§ **EXERCISE BRIEF**: Please reproduce every record, keeping each one exactly as written.

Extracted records
= Beginning of Section =

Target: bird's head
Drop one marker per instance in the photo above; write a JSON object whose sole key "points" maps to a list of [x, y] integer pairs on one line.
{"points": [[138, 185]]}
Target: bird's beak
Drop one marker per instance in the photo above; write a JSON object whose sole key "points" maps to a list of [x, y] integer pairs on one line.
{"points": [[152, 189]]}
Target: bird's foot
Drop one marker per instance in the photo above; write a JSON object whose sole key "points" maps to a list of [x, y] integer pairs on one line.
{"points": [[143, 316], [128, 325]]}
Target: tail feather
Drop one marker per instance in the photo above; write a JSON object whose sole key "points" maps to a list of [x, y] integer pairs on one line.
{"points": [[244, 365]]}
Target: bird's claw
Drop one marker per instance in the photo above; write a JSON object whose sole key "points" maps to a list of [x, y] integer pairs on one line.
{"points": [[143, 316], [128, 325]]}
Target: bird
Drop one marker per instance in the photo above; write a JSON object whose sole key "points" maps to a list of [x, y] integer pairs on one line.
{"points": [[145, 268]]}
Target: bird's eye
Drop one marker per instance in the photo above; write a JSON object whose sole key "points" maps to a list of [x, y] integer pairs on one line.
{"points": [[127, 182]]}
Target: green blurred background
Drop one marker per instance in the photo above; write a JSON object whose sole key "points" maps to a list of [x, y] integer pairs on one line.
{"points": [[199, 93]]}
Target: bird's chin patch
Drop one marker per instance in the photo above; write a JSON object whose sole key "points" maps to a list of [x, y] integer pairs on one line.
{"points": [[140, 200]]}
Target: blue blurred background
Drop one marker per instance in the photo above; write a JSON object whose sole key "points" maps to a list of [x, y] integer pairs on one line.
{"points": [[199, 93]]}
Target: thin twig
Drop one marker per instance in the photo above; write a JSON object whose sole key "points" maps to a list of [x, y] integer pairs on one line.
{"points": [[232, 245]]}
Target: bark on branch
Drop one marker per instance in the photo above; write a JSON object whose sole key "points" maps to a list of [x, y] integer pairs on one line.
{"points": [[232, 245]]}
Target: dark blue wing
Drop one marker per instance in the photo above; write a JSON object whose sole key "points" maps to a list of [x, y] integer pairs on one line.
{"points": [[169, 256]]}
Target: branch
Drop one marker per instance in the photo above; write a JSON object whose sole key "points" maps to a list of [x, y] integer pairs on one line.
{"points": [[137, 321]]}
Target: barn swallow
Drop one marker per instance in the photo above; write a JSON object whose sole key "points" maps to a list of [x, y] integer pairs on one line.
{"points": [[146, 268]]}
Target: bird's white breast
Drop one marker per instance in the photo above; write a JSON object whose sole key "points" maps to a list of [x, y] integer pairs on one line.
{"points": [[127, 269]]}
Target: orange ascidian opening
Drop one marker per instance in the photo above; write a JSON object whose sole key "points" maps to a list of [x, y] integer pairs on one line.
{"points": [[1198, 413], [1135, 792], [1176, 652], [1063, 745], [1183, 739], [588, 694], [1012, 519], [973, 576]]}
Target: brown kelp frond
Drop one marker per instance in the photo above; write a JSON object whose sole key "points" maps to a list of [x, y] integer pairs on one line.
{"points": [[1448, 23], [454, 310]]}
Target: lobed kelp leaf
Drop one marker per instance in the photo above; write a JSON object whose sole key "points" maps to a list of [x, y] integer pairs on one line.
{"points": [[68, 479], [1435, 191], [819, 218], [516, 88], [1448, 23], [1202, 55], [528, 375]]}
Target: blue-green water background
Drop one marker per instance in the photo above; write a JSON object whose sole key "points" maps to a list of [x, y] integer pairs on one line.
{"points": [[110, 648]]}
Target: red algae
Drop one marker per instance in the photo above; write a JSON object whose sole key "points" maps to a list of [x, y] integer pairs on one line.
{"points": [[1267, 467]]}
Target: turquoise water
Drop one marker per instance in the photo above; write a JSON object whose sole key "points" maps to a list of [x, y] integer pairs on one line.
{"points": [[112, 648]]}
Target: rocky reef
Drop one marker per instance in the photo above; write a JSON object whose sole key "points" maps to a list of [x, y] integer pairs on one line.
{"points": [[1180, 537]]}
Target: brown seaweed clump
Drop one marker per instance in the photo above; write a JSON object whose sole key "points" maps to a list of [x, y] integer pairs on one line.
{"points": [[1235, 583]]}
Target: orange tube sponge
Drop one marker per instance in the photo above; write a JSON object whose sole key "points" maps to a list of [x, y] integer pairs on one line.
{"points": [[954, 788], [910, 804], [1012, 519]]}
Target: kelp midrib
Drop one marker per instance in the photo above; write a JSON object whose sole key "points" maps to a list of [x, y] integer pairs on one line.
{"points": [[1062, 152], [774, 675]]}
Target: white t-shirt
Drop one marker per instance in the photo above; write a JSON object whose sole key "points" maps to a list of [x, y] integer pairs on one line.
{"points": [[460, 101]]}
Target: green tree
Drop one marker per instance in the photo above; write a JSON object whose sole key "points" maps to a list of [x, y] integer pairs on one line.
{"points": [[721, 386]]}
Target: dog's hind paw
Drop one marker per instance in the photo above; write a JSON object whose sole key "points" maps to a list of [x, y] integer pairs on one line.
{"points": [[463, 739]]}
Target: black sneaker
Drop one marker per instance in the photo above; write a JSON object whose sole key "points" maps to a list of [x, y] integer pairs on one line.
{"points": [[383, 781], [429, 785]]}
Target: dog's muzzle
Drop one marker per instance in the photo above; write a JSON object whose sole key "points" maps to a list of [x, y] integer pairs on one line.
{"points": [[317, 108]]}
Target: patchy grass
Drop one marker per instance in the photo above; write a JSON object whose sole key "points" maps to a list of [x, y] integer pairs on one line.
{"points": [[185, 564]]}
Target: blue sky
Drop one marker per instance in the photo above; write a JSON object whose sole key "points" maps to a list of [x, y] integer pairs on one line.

= End of Section =

§ **EXERCISE OUTPUT**:
Target: bird's head
Drop one marker per instance in the photo above; write a JSON object whose sole key "points" maps to a list of [x, y] integer pairs on one line.
{"points": [[138, 185]]}
Target: bird's beak
Drop one marker per instance in the photo above; write a JSON object whose sole key "points" maps to a list of [x, y] integer pairs on one line.
{"points": [[152, 189]]}
Target: bird's foot
Drop one marker per instance in the photo above; write a JSON object whose sole key "points" maps to a list of [x, y] integer pairs on one line.
{"points": [[143, 316], [128, 325]]}
Target: tail feather
Drop one marker per instance in the photo above; write a JSON object whose sole key "points" maps to a list of [x, y] integer pairs on one line.
{"points": [[244, 365]]}
Target: bird's claw
Drop one marker per instance in the photo above; write a JSON object whose sole key "points" maps to a list of [x, y] integer pairs on one line.
{"points": [[143, 316], [128, 325]]}
Target: bird
Drop one marker per instance in the photo above; write a JSON object whose sole key "points" maps to a list of [x, y] integer pairs on one line.
{"points": [[145, 268]]}
Target: bird's eye
Drop one marker per instance in the photo above; write a JSON object whose sole key "points" maps to a list of [x, y] integer pairs on one line.
{"points": [[127, 182]]}
Target: green blurred background
Drop one marker per instance in the photo above; write a JSON object whose sole key "points" maps to a list of [x, y] integer pairs on one line.
{"points": [[199, 93]]}
Target: bird's chin patch
Drop one marker per instance in the photo above; write a JSON object whose sole key "points" maps to a list of [x, y] integer pairs on one line.
{"points": [[140, 200]]}
Target: blue blurred background
Drop one marker per instance in the photo above; write a JSON object whose sole key "points" maps to a list of [x, y] integer pairs on one line.
{"points": [[199, 93]]}
Target: thin twig
Drop one marker per instance in the photo above; write a JSON object whose sole key "points" maps to a list of [x, y] integer pairs on one line.
{"points": [[232, 245]]}
Target: bark on branch
Drop one marker per instance in the photo above; write a JSON object whose sole key "points" maps to a list of [x, y] integer pairs on one line.
{"points": [[232, 245]]}
Target: dark blue wing
Drop one marker per instance in the photo above; write a JSON object whose sole key "points" maps to a list of [x, y] integer pairs on one line.
{"points": [[169, 256]]}
Target: branch
Drop one marker per instance in the photo above; write a JSON object whose sole key "points" maps to a list of [x, y] integer pairs on one line.
{"points": [[137, 321]]}
Target: barn swallow
Drop one marker per instance in the photo above; write a JSON object whose sole key "points" maps to a list of [x, y] integer pairs on one line.
{"points": [[146, 268]]}
Target: bird's white breast
Drop one marker per instance in the photo above; write a JSON object whose sole key "points" maps to a list of [x, y] integer pairs on one line.
{"points": [[127, 269]]}
Target: orange ascidian opening
Drop one marker per instance in the photo above; write a JSON object whose sole key "points" maps to a list of [x, y] integer pairs on one line.
{"points": [[1198, 413], [1135, 792], [1176, 652], [1063, 745], [1183, 739], [588, 694], [1012, 519], [973, 576]]}
Target: brown kelp frond
Drop one marker per instance in the photo above; write a JSON object whose sole key "points" maps to a list of [x, y] integer pairs on one line.
{"points": [[1448, 23], [454, 310]]}
Target: lobed kelp leaf
Drop one marker per instance in the photo above; write a JSON object whose sole key "points" maps to a list of [x, y] integer pairs on one line.
{"points": [[68, 479], [1435, 191], [819, 218], [516, 88], [1448, 23], [1202, 55], [528, 375]]}
Target: blue-green water background
Drop one marker per instance in the photo above; write a JSON object whose sole key "points" maps to a list of [x, y] integer pairs on one line.
{"points": [[110, 648]]}
Target: red algae
Drop one marker per instance in the photo above; write a JSON object whose sole key "points" maps to a list of [x, y] integer pairs on one line.
{"points": [[1267, 467]]}
Target: turquoise water
Drop one marker per instance in the photo above; write a JSON object whose sole key "points" maps to a list of [x, y] integer pairs on one line.
{"points": [[112, 648]]}
Target: rocky reef
Drop one marker per instance in the photo above; write a JSON object whose sole key "points" maps to a list of [x, y] integer pairs on one line.
{"points": [[1180, 537]]}
Target: brown seaweed clump
Drop one marker per instance in the photo above; write a JSON object whose sole key "points" maps to a list of [x, y] integer pairs on one line.
{"points": [[1235, 583]]}
Target: orange tube sponge
Drop one marker per instance in the photo above; write a JSON object whose sole key "points" maps to a list of [x, y] integer pairs on one line.
{"points": [[954, 788], [910, 804], [1012, 519]]}
Target: kelp midrib
Drop one marker per instance in the photo above; write a JSON object whose sole key "points" maps to a list of [x, y] integer pairs on one line.
{"points": [[1062, 152], [774, 675]]}
Target: white t-shirt
Drop one marker per instance in the photo above; write a JSON object whose sole key "points" maps to a list of [x, y] integer pairs on one line.
{"points": [[460, 101]]}
Target: green tree
Drop one marker per instance in the photo above; write a JSON object whose sole key "points" maps to a list of [x, y] integer pairs on one line.
{"points": [[721, 386]]}
Target: dog's hind paw
Drop one marker per instance in the photo above; write a JSON object whose sole key "points" maps to a list of [x, y] integer pairs on one line.
{"points": [[463, 739]]}
Target: black sneaker
Drop one marker per instance in the photo above; write a JSON object whose sole key "points" maps to a list of [x, y] integer pairs on one line.
{"points": [[383, 781], [429, 785]]}
Target: dog's muzzle
Drop one marker per instance in the photo above; write a JSON object whose sole key "points" maps to a list of [x, y] integer pairs on one line.
{"points": [[317, 108]]}
Target: patchy grass
Drop one marker per instance in the photo above; write a JSON object whose sole key "points" maps to a list of [x, y] integer pairs on one line.
{"points": [[185, 564]]}
Target: blue sky
Drop one marker per instance in the photo above; write a JSON object whose sole key "points" maps to a list of [x, y] integer pairs on one line.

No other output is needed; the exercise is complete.